** DATA EXTRACTS follows **

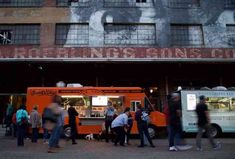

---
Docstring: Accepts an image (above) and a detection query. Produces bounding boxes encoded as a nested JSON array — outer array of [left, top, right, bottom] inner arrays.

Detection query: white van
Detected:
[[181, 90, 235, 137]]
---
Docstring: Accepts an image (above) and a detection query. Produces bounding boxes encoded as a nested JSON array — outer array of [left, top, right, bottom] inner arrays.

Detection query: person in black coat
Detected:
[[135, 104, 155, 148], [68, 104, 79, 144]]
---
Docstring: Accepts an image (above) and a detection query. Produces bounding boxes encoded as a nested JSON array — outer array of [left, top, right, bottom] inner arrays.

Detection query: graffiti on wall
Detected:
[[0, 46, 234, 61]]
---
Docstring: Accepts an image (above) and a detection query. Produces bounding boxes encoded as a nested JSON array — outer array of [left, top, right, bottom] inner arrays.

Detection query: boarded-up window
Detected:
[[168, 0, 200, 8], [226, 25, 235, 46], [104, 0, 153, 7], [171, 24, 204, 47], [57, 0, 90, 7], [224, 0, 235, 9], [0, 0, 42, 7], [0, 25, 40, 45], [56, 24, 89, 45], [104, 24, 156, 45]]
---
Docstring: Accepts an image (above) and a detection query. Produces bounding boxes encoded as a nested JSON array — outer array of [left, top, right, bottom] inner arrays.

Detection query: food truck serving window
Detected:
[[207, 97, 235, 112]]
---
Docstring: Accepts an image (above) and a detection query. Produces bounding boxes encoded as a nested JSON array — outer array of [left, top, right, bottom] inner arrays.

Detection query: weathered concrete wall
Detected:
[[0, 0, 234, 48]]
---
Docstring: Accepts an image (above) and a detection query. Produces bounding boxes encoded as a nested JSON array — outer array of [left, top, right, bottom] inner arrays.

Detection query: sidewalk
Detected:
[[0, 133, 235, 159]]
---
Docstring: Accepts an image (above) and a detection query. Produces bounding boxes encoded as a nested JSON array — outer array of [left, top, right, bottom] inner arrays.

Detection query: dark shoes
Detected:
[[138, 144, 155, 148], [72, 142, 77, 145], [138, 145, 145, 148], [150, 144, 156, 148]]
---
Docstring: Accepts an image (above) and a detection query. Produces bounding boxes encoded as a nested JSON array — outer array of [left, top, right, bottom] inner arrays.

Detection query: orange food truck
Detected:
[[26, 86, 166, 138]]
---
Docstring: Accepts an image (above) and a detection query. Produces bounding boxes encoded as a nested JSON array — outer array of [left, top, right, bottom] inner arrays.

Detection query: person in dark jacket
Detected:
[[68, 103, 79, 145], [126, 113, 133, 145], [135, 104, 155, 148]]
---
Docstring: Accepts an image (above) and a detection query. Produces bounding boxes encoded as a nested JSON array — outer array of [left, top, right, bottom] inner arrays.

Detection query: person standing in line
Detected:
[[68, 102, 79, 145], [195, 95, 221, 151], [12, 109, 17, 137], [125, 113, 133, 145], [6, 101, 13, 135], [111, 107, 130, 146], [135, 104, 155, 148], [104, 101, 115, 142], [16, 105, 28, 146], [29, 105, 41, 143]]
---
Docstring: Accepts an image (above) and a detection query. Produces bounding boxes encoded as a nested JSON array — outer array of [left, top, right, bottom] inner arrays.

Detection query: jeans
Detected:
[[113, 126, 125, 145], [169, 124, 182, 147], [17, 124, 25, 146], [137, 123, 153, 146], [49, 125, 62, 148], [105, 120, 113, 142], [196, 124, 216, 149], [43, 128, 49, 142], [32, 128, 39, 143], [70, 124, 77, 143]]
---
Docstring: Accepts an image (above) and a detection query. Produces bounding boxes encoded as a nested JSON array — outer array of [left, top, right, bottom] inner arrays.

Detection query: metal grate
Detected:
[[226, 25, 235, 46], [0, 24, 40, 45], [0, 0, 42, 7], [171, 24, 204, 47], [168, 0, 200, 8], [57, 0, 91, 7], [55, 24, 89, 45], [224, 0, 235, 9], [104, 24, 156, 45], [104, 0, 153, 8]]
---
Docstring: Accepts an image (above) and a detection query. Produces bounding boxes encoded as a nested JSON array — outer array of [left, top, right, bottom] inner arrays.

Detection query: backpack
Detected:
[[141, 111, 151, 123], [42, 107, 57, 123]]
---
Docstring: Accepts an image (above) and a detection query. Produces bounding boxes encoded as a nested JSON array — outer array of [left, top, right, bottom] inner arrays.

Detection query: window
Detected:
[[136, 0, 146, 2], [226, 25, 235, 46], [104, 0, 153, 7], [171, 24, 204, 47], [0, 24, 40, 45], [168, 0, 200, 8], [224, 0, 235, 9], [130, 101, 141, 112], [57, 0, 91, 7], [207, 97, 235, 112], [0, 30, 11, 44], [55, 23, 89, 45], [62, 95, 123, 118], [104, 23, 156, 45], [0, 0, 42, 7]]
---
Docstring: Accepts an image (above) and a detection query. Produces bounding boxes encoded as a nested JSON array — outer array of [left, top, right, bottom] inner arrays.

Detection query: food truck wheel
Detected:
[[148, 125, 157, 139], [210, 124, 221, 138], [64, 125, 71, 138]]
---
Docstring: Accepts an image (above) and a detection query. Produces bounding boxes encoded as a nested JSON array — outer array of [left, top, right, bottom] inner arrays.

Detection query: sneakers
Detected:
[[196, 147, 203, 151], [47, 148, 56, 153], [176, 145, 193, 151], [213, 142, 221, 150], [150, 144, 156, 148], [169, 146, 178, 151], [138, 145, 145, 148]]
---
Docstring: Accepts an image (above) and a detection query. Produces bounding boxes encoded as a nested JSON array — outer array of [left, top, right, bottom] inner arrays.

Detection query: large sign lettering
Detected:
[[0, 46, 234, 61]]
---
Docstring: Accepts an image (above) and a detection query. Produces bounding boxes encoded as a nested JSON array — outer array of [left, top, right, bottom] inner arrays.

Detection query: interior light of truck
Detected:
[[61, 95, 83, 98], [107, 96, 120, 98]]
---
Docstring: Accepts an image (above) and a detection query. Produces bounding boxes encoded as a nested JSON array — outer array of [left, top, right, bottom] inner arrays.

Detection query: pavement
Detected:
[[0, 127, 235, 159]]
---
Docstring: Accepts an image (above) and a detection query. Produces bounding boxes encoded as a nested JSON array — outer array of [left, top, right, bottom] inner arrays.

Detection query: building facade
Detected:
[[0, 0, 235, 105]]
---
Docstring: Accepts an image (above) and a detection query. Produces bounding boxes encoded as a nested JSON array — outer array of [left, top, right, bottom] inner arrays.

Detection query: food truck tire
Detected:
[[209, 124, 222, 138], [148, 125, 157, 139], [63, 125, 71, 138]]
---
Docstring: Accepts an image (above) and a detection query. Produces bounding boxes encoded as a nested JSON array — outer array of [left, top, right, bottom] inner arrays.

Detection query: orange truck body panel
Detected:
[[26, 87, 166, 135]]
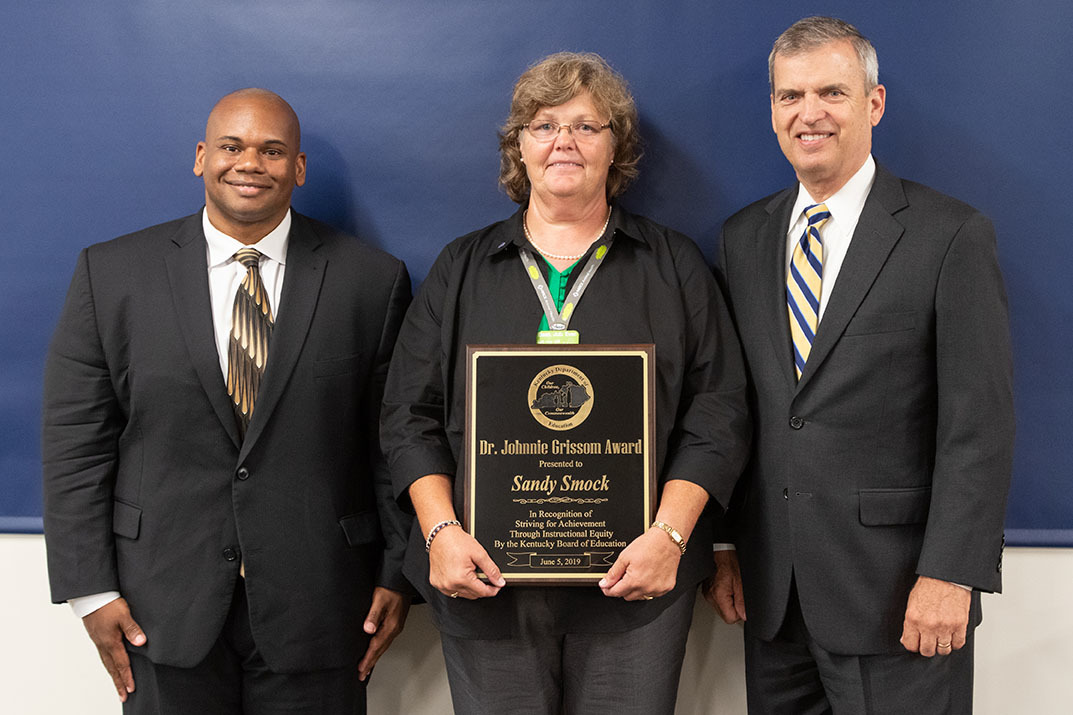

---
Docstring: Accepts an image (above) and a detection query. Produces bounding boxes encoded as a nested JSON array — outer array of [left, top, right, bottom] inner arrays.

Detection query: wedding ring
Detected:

** End of DATA EXTRACTS **

▸ **WORK TO BE COMPLETED**
In the entries above, some lines may contain the string "dark"; report how many, without additional comment.

▸ **ANSWER TO THIS EXERCISE**
2